- Passage to read:
====

Good luck, and have fun Sparking!

Monday, January 4, 2021

Notes from installing K3s on my Raspberry Pi cluster...

I put a Raspberry Pi cluster together  - now what should I do?

I have a problem when it comes to Raspberry Pis. Actually, I have a problem with impulsivity, but I'll pretend that the issue is exclusive to Raspberry Pis. The great thing is that the cost of the various Raspberry Pi models is low enough that it's relatively cheap to build a cluster. 

I knew I wanted to do the following:

  • Learn more about Kubernetes without using work resources.
  • Try some of the very neat open source projects that are mentioned on the Kubernetes podcast (ie, OpenFaas, MinIO, etc).
  • Play around with some DIY home automation. I'm not completely sure what I want to do yet, but I have a bunch of Philips Hue lights that are begging to be controlled from the cluster.

I did a search for "Raspberry Pi cluster" and "Kubernetes", and found Jeff Geerling's Raspberry Pi Cluster Ep 2 - Setting up the Cluster YouTube video.

Jeff's Kubernetes and Raspberry Pi videos are packed with useful information and he communicates very clearly. Definitely check them out!

I mostly followed his related blog post when I went to install K3s on my cluster. The K3s site has great information as well, and the install steps (all two of them) are very simple to follow. 

However, I ran into an issue or two when I was first setting up the cluster, so I took some notes that I'm providing here. 

Initial OS Selection and Setup

I used Raspberry Pi OS Lite from the Raspberry Pi OS Download page.

Jeff's blog post lists steps for how to copy the Raspberry Pi OS image onto the SD cards, so I'll leave those steps out. However, before I unmounted the SD card I copied the following text to the /boot/cmdline.txt file:

cgroup_enable=cpuset cgroup_memory=1 cgroup_enable=memory

On First Boot

I made the following changes on first boot of each image:

  1. Changed the password
  2. sudo apt-get update && sudo apt-get upgrade -y && sudo apt-get install -y vim
  3. Set the hostname. I named my Raspberry Pis so they matched my network cable colors, so I ran a command similar to this: echo -e "green" | sudo tee /etc/hostname
  4. Set locale, timezone, and WLAN channel country via raspi-config
  5. Updated raspi-config
  6. Changed memory available to the GPU to 16 MB (A3 Memory Split)
  7. Expanded the file system to max size available

There is (or was) an issue with Raspberry Pi OS Lite (Raspbian Buster) from a recent update, and the cgroup info that is added to /boot/cmdline.txt was being ignored. The work-around is to run a raspberry pi update.

====

- Listed records:
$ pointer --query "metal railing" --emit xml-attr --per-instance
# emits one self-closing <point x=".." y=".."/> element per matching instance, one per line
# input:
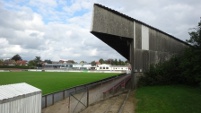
<point x="93" y="93"/>
<point x="52" y="98"/>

====

Continue the notes on installing K3s on a Raspberry Pi cluster, starting right after their final sentence.

Before Installing K3s

There is a section on rancher.com where it shows that if you are using Raspian Buster (which is Raspberry Pi OS Lite) then you should enable legacy iptables:

sudo iptables -F
sudo update-alternatives --set iptables /usr/sbin/iptables-legacy
sudo update-alternatives --set ip6tables /usr/sbin/ip6tables-legacy
sudo reboot

I ran the following on each of the Raspberry Pis:

echo -e "\twhite" | sudo tee -a /etc/hosts
echo -e "\tred"   | sudo tee -a /etc/hosts
echo -e "\tgreen" | sudo tee -a /etc/hosts
echo -e "\tblue"  | sudo tee -a /etc/hosts
echo -e "\tblack" | sudo tee -a /etc/hosts

Installing K3s


This will tell the installer that it is a server because the K3S_URL wasn’t set:

curl -sfL https://get.k3s.io | K3S_KUBECONFIG_MODE="644" sh -s -

Get the token from the leader node and trigger the download and execution of the install script. The first Pi in the cluster has a white network cable, so I arbitrarily chose it as the leader node. I ran the following on each of the follower nodes.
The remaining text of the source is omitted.